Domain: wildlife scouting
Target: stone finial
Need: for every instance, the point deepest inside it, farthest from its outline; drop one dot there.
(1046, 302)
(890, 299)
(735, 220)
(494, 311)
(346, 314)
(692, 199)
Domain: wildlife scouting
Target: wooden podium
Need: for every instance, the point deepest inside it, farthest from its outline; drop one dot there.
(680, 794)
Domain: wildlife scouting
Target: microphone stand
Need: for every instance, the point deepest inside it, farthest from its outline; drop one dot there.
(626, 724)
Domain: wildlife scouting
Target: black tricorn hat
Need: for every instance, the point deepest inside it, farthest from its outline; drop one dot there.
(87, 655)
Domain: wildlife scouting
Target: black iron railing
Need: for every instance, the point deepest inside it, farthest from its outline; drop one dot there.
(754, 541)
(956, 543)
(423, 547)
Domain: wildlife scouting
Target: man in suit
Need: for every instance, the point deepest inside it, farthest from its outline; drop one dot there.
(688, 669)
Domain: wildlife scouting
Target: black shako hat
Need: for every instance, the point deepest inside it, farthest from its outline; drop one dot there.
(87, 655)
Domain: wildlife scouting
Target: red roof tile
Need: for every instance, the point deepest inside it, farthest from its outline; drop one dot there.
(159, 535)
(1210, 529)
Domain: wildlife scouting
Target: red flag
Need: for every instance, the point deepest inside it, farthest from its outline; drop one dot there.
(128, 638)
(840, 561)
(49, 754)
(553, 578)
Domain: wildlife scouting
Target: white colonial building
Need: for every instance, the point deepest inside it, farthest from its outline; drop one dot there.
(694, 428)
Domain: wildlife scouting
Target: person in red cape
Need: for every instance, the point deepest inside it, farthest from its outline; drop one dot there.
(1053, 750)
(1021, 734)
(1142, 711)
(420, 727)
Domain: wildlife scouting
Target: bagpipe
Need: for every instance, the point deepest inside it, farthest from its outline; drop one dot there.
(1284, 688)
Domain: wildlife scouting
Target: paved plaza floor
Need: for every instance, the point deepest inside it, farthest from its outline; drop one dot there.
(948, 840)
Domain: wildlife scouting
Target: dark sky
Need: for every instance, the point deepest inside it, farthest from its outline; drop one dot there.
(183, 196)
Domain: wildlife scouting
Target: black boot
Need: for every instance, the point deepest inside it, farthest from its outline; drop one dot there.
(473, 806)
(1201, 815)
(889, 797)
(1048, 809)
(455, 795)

• • • • •

TO DO: Extract all lines from the data in which "black" is found.

ANSWER SPACE:
Target: black tricorn hat
Target: black iron railing
Target: black shako hat
Target: black boot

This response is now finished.